**DIRECTIONS FOR THIS TASK:** Please reproduce the data below without altering a single character, keeping every line in its original order.

**RECORDED DATA:**
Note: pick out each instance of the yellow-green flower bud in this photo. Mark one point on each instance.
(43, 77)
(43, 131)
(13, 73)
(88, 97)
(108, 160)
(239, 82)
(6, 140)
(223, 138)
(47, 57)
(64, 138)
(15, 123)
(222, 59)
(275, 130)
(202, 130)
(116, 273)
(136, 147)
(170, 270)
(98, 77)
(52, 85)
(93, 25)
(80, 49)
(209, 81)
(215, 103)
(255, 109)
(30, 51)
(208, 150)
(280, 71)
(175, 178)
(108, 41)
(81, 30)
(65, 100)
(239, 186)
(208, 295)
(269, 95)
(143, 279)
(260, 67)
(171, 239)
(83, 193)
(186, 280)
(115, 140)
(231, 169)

**RESPONSE:**
Note: pick out each instance of the yellow-green flower bud in this photo. Mark one point on each instance.
(43, 77)
(43, 131)
(13, 73)
(88, 97)
(108, 160)
(239, 82)
(6, 140)
(223, 138)
(47, 57)
(64, 138)
(15, 123)
(222, 59)
(275, 130)
(202, 130)
(116, 273)
(136, 147)
(170, 270)
(98, 77)
(52, 85)
(93, 25)
(80, 49)
(209, 81)
(215, 103)
(255, 109)
(30, 51)
(208, 150)
(280, 71)
(175, 178)
(108, 41)
(81, 30)
(65, 100)
(239, 186)
(208, 295)
(269, 95)
(143, 279)
(260, 67)
(171, 239)
(83, 193)
(186, 280)
(115, 140)
(231, 169)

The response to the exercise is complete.